**Objective:** Convert all of the rows below into a JSON array of strings with one string per line, omitting blank lines.

Rows from a collection:
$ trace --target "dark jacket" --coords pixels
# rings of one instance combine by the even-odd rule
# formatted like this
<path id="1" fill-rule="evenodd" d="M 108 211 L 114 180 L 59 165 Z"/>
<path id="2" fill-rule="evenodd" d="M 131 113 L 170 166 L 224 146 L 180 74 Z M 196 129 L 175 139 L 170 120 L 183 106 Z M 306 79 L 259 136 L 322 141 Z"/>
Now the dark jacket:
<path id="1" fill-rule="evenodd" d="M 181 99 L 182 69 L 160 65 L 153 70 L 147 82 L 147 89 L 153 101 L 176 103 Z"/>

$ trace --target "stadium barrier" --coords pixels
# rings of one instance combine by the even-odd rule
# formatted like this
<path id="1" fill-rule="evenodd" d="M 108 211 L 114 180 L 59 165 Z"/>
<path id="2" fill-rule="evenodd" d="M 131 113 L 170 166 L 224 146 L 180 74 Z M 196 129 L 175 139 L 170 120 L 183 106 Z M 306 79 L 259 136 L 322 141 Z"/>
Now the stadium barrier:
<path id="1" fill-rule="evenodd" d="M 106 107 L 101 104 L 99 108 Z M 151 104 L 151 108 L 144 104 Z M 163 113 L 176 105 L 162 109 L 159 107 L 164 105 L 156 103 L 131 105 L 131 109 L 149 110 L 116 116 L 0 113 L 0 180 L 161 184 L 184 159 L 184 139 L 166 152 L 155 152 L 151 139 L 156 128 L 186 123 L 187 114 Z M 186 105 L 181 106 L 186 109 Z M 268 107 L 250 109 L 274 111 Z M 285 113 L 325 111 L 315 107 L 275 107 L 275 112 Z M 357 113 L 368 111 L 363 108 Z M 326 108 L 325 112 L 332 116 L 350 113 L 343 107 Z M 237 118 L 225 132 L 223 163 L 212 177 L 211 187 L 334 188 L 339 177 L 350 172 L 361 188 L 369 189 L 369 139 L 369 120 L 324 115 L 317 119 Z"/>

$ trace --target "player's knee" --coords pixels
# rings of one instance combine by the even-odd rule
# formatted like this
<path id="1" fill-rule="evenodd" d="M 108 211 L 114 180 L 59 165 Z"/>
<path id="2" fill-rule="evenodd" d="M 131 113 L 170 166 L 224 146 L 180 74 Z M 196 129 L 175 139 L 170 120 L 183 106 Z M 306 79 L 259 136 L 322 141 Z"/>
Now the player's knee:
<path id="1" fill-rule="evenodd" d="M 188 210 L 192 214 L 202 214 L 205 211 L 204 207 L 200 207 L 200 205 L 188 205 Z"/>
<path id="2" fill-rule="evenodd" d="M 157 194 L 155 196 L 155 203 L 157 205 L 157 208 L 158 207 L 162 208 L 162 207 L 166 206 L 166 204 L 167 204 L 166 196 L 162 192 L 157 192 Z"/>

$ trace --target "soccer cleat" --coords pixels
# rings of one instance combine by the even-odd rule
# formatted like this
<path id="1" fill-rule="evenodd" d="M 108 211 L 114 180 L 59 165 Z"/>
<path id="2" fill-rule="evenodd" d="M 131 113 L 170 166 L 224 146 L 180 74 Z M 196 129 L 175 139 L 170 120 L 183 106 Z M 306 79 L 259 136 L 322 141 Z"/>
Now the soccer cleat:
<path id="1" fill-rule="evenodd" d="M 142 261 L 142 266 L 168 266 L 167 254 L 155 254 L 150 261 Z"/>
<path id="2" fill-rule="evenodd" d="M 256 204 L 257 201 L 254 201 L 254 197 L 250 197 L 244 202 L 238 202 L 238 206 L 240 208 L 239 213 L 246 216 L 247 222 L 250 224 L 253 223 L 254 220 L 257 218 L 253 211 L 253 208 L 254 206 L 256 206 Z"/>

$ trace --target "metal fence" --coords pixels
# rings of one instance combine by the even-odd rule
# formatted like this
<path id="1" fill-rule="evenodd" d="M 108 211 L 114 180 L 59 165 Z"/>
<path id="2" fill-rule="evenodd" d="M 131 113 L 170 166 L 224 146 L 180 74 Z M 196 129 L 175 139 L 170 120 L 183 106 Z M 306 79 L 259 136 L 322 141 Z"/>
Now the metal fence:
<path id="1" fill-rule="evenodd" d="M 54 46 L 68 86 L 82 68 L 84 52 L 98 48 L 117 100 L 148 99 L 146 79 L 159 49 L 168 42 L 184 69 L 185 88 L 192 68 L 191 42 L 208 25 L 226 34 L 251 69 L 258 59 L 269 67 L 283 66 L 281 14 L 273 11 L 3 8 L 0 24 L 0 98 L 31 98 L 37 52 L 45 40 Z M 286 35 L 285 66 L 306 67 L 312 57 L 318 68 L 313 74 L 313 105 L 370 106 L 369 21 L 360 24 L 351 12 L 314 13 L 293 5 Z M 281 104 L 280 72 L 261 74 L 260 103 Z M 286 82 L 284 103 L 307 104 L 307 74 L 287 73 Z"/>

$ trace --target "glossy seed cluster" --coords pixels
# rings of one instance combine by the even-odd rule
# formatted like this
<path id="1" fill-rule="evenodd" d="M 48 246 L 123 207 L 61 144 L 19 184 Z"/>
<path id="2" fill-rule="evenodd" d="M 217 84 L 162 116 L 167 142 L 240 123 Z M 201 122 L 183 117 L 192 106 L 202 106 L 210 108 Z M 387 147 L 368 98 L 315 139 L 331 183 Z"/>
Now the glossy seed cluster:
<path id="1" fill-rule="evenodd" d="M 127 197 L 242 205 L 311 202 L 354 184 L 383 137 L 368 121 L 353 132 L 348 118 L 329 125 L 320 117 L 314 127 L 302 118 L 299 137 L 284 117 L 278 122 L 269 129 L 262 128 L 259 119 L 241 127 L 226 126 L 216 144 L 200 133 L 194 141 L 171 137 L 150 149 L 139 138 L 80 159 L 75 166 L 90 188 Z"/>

**Worked solution:**
[
  "$ trace --target \"dark jacket\" --coords pixels",
  "# rings of one instance combine by the even-odd rule",
  "# formatted like this",
  "<path id=\"1\" fill-rule=\"evenodd\" d=\"M 108 211 L 114 180 L 59 165 Z\"/>",
  "<path id=\"2\" fill-rule=\"evenodd\" d=\"M 131 113 L 170 166 L 224 146 L 180 74 Z M 196 129 L 175 139 L 170 120 L 183 106 Z M 306 79 L 259 136 L 322 141 Z\"/>",
  "Now the dark jacket:",
  "<path id=\"1\" fill-rule=\"evenodd\" d=\"M 181 99 L 182 69 L 160 65 L 153 70 L 147 82 L 147 89 L 153 101 L 176 103 Z\"/>",
  "$ trace --target \"stadium barrier\" --coords pixels",
  "# rings of one instance combine by the even-odd rule",
  "# formatted like this",
  "<path id=\"1\" fill-rule=\"evenodd\" d=\"M 108 211 L 114 180 L 59 165 Z\"/>",
  "<path id=\"2\" fill-rule=\"evenodd\" d=\"M 131 113 L 170 166 L 224 146 L 180 74 Z M 196 129 L 175 139 L 170 120 L 183 106 Z M 306 79 L 259 136 L 322 141 Z\"/>",
  "Now the stadium barrier:",
  "<path id=\"1\" fill-rule=\"evenodd\" d=\"M 106 107 L 101 104 L 99 108 Z M 151 104 L 151 108 L 144 104 Z M 163 113 L 176 105 L 162 109 L 159 107 L 164 105 L 156 103 L 131 105 L 131 109 L 149 110 L 116 116 L 0 113 L 0 180 L 161 184 L 184 159 L 184 139 L 166 152 L 155 152 L 151 139 L 156 128 L 186 123 L 187 114 Z M 186 105 L 181 106 L 186 109 Z M 268 107 L 250 109 L 274 111 Z M 285 113 L 325 111 L 315 107 L 275 107 L 275 112 Z M 357 113 L 368 111 L 363 108 Z M 326 108 L 325 112 L 332 116 L 350 113 L 343 107 Z M 237 118 L 225 132 L 223 163 L 212 177 L 211 187 L 334 188 L 339 177 L 350 172 L 361 188 L 369 189 L 369 139 L 369 120 L 324 115 L 317 119 Z\"/>",
  "$ trace --target \"player's knee\" --coords pixels",
  "# rings of one instance combine by the even-odd rule",
  "# formatted like this",
  "<path id=\"1\" fill-rule=\"evenodd\" d=\"M 108 211 L 114 180 L 59 165 Z\"/>",
  "<path id=\"2\" fill-rule=\"evenodd\" d=\"M 131 113 L 170 166 L 224 146 L 180 74 Z M 196 129 L 175 139 L 170 120 L 183 106 Z M 306 79 L 259 136 L 322 141 Z\"/>",
  "Now the player's knee:",
  "<path id=\"1\" fill-rule=\"evenodd\" d=\"M 188 210 L 192 214 L 202 214 L 205 211 L 204 207 L 200 207 L 200 205 L 188 205 Z\"/>",
  "<path id=\"2\" fill-rule=\"evenodd\" d=\"M 157 194 L 155 196 L 155 203 L 157 205 L 157 208 L 158 207 L 162 208 L 162 207 L 166 206 L 166 204 L 167 204 L 166 196 L 162 192 L 157 192 Z\"/>",
  "$ trace --target \"soccer cleat\" --coords pixels",
  "# rings of one instance combine by the even-odd rule",
  "# formatted like this",
  "<path id=\"1\" fill-rule=\"evenodd\" d=\"M 108 211 L 114 180 L 59 165 Z\"/>",
  "<path id=\"2\" fill-rule=\"evenodd\" d=\"M 131 113 L 170 166 L 224 146 L 180 74 Z M 196 129 L 175 139 L 170 120 L 183 106 Z M 306 79 L 259 136 L 322 141 Z\"/>",
  "Now the soccer cleat:",
  "<path id=\"1\" fill-rule=\"evenodd\" d=\"M 142 261 L 142 266 L 168 266 L 167 254 L 155 254 L 150 261 Z\"/>",
  "<path id=\"2\" fill-rule=\"evenodd\" d=\"M 256 204 L 257 201 L 254 201 L 254 197 L 250 197 L 244 202 L 238 202 L 238 206 L 240 208 L 239 213 L 246 216 L 247 222 L 250 224 L 253 223 L 254 220 L 257 218 L 253 211 L 253 208 L 254 206 L 256 206 Z\"/>",
  "$ trace --target \"metal fence\" --coords pixels",
  "# rings of one instance combine by the even-odd rule",
  "# formatted like this",
  "<path id=\"1\" fill-rule=\"evenodd\" d=\"M 108 211 L 114 180 L 59 165 Z\"/>",
  "<path id=\"2\" fill-rule=\"evenodd\" d=\"M 131 113 L 170 166 L 224 146 L 180 74 Z M 196 129 L 175 139 L 170 120 L 183 106 Z M 306 79 L 259 136 L 322 141 Z\"/>",
  "Now the metal fence:",
  "<path id=\"1\" fill-rule=\"evenodd\" d=\"M 54 46 L 68 86 L 82 68 L 84 52 L 98 48 L 117 100 L 148 99 L 146 79 L 159 49 L 168 42 L 184 69 L 185 88 L 192 68 L 191 42 L 208 25 L 226 34 L 251 69 L 258 59 L 269 67 L 283 66 L 281 14 L 273 11 L 3 8 L 0 24 L 0 98 L 31 98 L 37 52 L 45 40 Z M 286 35 L 285 66 L 306 67 L 312 57 L 318 68 L 313 74 L 313 105 L 370 106 L 369 21 L 360 24 L 351 12 L 314 13 L 293 5 Z M 281 104 L 280 72 L 261 74 L 260 103 Z M 286 82 L 284 103 L 307 104 L 307 74 L 287 73 Z\"/>",
  "$ trace --target \"glossy seed cluster\" --coords pixels",
  "# rings of one instance combine by the even-odd rule",
  "# formatted like this",
  "<path id=\"1\" fill-rule=\"evenodd\" d=\"M 48 246 L 123 207 L 61 144 L 19 184 Z\"/>",
  "<path id=\"2\" fill-rule=\"evenodd\" d=\"M 217 84 L 162 116 L 167 142 L 240 123 Z M 201 122 L 183 117 L 192 106 L 202 106 L 210 108 Z M 387 147 L 368 98 L 315 139 L 331 183 Z\"/>",
  "Now the glossy seed cluster:",
  "<path id=\"1\" fill-rule=\"evenodd\" d=\"M 127 197 L 242 205 L 311 202 L 354 184 L 383 137 L 368 121 L 353 132 L 348 118 L 329 125 L 320 117 L 314 127 L 302 118 L 299 137 L 284 117 L 278 122 L 269 129 L 262 128 L 259 119 L 241 127 L 226 126 L 216 144 L 200 133 L 194 141 L 171 137 L 150 149 L 139 138 L 80 159 L 75 166 L 90 188 Z\"/>"
]